**OBJECTIVE:** Exactly reproduce the lines from the line that has "the green potted" down to the last line of the entries, inclusive.

Records from a collection:
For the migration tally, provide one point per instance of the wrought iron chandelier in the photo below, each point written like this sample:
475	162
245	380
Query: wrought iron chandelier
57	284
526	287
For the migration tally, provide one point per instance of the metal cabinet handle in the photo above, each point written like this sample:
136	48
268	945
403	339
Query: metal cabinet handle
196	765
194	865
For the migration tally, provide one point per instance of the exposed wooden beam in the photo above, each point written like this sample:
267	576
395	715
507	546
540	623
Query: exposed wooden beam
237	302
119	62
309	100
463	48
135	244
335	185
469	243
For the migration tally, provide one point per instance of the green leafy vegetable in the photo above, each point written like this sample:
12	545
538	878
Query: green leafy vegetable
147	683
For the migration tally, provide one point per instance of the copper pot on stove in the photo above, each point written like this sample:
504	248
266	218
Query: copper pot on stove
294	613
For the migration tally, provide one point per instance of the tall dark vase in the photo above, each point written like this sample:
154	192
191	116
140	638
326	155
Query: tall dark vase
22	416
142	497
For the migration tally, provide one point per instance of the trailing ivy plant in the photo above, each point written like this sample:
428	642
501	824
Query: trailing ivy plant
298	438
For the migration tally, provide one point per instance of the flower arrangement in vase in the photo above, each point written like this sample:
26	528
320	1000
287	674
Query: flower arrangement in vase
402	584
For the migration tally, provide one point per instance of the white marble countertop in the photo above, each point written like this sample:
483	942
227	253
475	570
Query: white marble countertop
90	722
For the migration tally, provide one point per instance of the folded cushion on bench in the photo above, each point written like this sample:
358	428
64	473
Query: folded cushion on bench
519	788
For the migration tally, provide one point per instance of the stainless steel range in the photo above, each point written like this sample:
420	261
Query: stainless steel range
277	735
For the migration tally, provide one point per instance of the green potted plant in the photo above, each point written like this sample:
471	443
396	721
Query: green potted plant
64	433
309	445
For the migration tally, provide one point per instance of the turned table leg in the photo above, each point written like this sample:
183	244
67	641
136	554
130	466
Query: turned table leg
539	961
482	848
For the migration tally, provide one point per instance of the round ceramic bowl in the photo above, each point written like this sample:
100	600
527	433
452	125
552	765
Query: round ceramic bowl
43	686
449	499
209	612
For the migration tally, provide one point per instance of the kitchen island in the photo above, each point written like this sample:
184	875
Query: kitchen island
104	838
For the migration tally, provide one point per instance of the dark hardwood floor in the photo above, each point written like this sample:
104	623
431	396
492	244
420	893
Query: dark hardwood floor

**EXERCISE RESULT:**
For the migration tally, provide one point per instance of the green potted plant in the photo above, each point written like this sample:
471	443
396	721
Query: green potted plant
64	433
309	445
For the migration tally, provide one point per instance of the turned table leg in the photo above, each point written like this sample:
183	244
67	641
136	554
130	466
Query: turned table leg
539	961
482	848
For the migration tally, provide one point per instance of the round ceramic bowl in the photo above, each point written like this sample:
100	600
527	433
452	125
552	765
Query: round ceramic bowl
43	686
449	499
209	612
For the migration tally, provide one point per instance of the kitchen island in the photo above, each point written like this sample:
184	875
Query: kitchen island
104	838
For the migration tally, provide one point per instance of the dark hardwood floor in the photo above, each point written like this sample:
104	623
431	396
492	244
420	893
Query: dark hardwood floor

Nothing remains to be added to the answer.